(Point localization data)
BEGIN

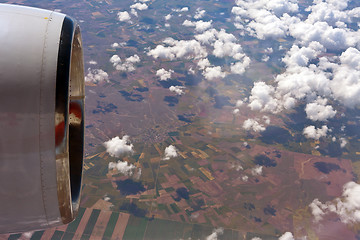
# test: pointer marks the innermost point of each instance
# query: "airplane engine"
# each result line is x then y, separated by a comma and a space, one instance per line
41, 118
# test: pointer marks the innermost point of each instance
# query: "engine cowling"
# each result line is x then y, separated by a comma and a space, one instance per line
41, 118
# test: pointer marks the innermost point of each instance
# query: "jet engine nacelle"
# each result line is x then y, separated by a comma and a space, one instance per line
41, 118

END

> [YOUR ASSIGNMENT]: State how many lines in the records above contain the word "engine", and give only that number.

> [EXERCISE RESULT]: 3